• [Task requirements]:
1 - Translate this sentence from the IP routing excerpt below into Spanish: "If customer network maintains private IP domain, communication using private IP has to be restricted within private IP space."
2 - Copy the passage of the IP routing excerpt that begins with the words "Routing of IP" and ends with "private IP space.".

• [Text excerpt]:
━━━
Routing of IP packets (in the ip_output module of the hosts and in
the ip_forwarding module of the intermediate routers) need to be
modified in the following manner.
If destination address of a packet falls outside of its IP domains,
it has to be forwarded to the default router based on the domain that
the source address belongs to.
If destination address of the IP header falls within any one of its
IP domains, usual routing mechanism has to be followed.
If customer network maintains private IP domain, communication using
private IP has to be restricted within private IP space.
UDP (or RAW) based servers that need to support multiple clients
simultaneously need to respond to a client's request with the same
source address that the client had specified as the destination
address. In order to satisfy this, system needs to introduce two
system calls along with the existing system calls (i.e. read, write,
send, sendto, recv, recvfrom)
━━━
• [Dataset excerpts]:
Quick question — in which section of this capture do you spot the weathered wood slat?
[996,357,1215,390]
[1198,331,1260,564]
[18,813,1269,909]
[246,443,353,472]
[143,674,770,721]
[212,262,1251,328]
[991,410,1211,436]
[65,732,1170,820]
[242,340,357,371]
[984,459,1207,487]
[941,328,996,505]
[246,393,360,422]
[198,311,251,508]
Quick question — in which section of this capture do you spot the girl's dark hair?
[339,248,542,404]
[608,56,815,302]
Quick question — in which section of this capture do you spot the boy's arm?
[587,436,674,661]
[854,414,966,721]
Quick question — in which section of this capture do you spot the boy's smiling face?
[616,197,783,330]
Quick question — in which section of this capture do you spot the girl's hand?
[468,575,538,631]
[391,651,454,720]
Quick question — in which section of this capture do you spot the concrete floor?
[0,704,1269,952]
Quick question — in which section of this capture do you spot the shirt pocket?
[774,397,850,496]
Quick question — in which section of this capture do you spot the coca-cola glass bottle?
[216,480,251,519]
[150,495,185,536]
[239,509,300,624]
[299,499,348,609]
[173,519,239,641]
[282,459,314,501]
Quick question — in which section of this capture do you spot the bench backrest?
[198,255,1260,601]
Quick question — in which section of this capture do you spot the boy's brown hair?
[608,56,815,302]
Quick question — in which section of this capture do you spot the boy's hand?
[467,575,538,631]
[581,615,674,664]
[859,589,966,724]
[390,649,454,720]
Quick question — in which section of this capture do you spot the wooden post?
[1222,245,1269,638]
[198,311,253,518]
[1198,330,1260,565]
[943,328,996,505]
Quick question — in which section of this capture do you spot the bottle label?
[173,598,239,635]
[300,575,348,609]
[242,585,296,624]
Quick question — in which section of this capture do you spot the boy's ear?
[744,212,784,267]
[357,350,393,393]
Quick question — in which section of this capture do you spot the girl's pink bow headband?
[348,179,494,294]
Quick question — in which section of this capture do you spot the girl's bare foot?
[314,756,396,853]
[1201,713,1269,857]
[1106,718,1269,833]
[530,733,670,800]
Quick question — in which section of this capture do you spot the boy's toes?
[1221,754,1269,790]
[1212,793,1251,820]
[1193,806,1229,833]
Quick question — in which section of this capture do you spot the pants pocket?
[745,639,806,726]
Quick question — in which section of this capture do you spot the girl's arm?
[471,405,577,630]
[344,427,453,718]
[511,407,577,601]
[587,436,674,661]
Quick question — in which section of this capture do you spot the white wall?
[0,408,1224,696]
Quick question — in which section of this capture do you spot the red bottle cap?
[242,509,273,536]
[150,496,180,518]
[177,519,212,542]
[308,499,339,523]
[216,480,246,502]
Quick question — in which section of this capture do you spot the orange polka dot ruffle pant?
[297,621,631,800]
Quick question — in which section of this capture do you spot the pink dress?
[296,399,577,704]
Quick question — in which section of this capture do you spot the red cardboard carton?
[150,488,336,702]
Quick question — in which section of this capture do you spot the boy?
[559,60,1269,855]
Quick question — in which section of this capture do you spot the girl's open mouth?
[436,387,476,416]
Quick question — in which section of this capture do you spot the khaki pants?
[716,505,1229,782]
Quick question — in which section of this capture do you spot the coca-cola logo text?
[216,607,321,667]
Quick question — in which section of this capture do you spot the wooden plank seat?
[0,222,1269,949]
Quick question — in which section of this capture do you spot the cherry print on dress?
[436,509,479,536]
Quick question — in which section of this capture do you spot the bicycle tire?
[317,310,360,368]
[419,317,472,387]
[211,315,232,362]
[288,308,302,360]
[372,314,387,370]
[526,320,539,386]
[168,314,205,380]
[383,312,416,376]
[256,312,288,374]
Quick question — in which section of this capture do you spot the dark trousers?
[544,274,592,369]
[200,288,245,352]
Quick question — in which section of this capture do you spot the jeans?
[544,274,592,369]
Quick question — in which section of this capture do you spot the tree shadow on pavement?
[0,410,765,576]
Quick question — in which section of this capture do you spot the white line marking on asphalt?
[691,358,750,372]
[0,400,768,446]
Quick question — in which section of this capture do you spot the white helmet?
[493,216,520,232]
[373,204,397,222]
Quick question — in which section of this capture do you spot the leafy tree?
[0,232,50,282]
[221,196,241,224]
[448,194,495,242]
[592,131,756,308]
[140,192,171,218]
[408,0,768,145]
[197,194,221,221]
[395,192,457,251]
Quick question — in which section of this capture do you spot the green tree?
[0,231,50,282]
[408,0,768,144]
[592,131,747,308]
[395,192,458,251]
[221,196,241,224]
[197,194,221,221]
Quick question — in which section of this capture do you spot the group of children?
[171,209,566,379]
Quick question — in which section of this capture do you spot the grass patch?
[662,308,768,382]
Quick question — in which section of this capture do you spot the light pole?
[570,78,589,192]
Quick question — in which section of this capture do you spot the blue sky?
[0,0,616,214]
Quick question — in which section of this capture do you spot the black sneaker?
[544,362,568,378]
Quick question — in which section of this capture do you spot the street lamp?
━━━
• [Task-by-task results]:
1 - Si la red del cliente mantiene un dominio IP privado, la comunicación mediante IP privada debe restringirse al espacio IP privado.

2 -
Routing of IP packets (in the ip_output module of the hosts and in
the ip_forwarding module of the intermediate routers) need to be
modified in the following manner.
If destination address of a packet falls outside of its IP domains,
it has to be forwarded to the default router based on the domain that
the source address belongs to.
If destination address of the IP header falls within any one of its
IP domains, usual routing mechanism has to be followed.
If customer network maintains private IP domain, communication using
private IP has to be restricted within private IP space.